Recorded data:
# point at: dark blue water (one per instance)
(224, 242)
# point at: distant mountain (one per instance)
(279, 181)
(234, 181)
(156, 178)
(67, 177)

Work to be completed:
Reproduce every line of the records above, requests included, but scale each coordinate in the answers by 0.2 and round it to the nearest whole number, with halves going up.

Result for this task:
# point at: dark blue water (one per instance)
(45, 48)
# point at: distant mountain (one per instance)
(56, 36)
(47, 36)
(31, 36)
(13, 35)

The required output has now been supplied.